▶ [Work instruction] Search the records for the string "could", and show each line where it appears.

▶ [Provided material]

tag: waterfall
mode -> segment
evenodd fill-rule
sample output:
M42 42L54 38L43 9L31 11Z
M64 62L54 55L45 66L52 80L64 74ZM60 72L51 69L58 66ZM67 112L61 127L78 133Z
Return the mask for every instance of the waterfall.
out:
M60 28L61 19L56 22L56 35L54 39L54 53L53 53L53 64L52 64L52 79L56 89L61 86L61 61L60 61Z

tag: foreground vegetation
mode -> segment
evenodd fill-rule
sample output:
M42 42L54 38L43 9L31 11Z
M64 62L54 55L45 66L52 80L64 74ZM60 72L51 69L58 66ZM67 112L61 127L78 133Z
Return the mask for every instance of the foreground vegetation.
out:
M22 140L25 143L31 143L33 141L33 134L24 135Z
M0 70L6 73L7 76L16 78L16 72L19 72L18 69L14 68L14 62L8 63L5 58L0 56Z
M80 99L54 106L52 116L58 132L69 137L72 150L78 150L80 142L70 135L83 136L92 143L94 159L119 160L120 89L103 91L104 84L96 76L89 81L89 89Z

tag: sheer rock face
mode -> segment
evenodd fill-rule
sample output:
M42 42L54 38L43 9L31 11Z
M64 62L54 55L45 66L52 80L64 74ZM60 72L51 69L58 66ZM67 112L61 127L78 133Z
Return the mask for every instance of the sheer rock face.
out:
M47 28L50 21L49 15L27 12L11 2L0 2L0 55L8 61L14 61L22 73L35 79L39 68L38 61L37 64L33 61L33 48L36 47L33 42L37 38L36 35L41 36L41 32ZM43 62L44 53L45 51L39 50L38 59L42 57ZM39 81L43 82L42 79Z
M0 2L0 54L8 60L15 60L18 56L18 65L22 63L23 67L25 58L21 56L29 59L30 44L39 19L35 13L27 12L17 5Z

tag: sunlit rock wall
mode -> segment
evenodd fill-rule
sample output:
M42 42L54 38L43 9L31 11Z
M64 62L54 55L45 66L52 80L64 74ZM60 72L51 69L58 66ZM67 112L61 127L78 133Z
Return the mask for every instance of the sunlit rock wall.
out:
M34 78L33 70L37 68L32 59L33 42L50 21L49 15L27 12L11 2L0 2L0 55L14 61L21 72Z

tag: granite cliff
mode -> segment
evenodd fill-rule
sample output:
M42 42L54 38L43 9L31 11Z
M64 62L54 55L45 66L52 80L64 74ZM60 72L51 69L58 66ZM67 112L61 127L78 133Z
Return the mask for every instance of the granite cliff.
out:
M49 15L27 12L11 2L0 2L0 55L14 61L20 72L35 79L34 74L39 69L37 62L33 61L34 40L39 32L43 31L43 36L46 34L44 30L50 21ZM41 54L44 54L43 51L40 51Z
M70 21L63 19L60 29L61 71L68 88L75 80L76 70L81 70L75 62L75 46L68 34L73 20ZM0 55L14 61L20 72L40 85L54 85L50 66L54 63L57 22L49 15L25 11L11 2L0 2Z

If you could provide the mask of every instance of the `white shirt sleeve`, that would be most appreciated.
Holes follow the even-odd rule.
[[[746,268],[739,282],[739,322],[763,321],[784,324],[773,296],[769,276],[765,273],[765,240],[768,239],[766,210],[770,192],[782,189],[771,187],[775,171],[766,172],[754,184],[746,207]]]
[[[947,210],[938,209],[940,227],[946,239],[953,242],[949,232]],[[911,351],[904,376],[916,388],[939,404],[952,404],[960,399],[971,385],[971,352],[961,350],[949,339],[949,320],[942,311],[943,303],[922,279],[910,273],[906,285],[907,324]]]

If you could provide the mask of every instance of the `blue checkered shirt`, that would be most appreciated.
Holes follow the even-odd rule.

▶ [Completed task]
If you could provide the mask of every instance of the `white shirt sleeve`, that would be most appreciated.
If you could provide the mask of every instance of the `blue checkered shirt`, that would be most appreciated.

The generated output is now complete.